* [WHAT THE TASK REQUIRES]: Every record must be retyped as it stands.

* [RECORDS SUPPLIED]:
....

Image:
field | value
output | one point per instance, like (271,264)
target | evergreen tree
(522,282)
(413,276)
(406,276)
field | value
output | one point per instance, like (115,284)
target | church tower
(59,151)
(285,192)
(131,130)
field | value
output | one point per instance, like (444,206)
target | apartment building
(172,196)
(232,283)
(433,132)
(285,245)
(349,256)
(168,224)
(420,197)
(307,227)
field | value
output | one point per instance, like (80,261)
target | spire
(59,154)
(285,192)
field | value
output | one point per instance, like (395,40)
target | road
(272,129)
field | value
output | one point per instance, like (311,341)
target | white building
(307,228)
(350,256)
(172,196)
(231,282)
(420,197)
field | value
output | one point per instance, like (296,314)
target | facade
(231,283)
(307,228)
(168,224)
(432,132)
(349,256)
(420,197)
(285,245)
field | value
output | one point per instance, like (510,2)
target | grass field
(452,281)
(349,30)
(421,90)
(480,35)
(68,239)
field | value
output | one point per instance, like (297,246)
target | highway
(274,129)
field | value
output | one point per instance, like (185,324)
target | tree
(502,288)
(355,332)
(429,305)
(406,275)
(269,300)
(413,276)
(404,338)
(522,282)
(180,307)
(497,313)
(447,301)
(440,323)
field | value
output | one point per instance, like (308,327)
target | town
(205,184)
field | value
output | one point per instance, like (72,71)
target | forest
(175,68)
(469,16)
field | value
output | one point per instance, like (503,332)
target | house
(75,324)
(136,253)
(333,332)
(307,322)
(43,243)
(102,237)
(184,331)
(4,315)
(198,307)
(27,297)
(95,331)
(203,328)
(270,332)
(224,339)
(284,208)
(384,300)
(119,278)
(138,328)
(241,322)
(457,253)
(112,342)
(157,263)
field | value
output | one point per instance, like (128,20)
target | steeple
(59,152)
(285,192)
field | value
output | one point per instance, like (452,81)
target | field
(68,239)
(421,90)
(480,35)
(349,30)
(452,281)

....

* [COMPLETED EXERCISE]:
Image:
field | value
output | one point per instance, like (271,264)
target | evergreen tree
(522,282)
(413,276)
(406,276)
field | value
output | one point per instance, like (115,284)
target | church tower
(59,151)
(285,192)
(131,130)
field | value
output | one point per instance, like (444,206)
target | apartment building
(172,196)
(232,283)
(433,132)
(285,245)
(349,256)
(168,224)
(420,197)
(307,227)
field | value
output | one point per instance, like (80,261)
target | spire
(59,154)
(285,192)
field | value
output | one point per instance, like (395,40)
target | road
(272,129)
field | value
output | one point per instance, like (311,341)
target | white building
(307,228)
(350,256)
(172,196)
(231,282)
(420,197)
field | value
output | one point per instance, like (296,314)
target | facade
(231,283)
(307,228)
(168,224)
(432,132)
(349,256)
(420,197)
(285,245)
field | value
output | one point per instance, like (510,2)
target | grass field
(452,281)
(349,30)
(421,90)
(480,35)
(68,239)
field | value
output | one point per instance, like (297,246)
target | highway
(274,129)
field | value
output | one point per instance, like (185,324)
target | tree
(502,288)
(355,332)
(429,305)
(406,275)
(269,300)
(413,276)
(404,338)
(522,282)
(180,307)
(497,313)
(447,301)
(440,323)
field | value
output | one point per instance, like (308,327)
target | town
(205,184)
field | value
output | one point per instance, like (72,71)
target | forest
(175,68)
(469,16)
field | value
output | one point per instance, like (503,332)
target | house
(75,324)
(136,253)
(333,332)
(307,322)
(43,243)
(102,237)
(184,331)
(4,315)
(198,307)
(27,297)
(95,331)
(203,328)
(270,332)
(224,339)
(284,208)
(384,300)
(119,278)
(138,328)
(241,322)
(457,253)
(112,342)
(157,263)
field | value
output | one point per instance, like (128,20)
target | steeple
(59,152)
(285,192)
field | value
output | one point per instance, like (452,81)
target | field
(68,239)
(421,90)
(480,35)
(349,30)
(452,281)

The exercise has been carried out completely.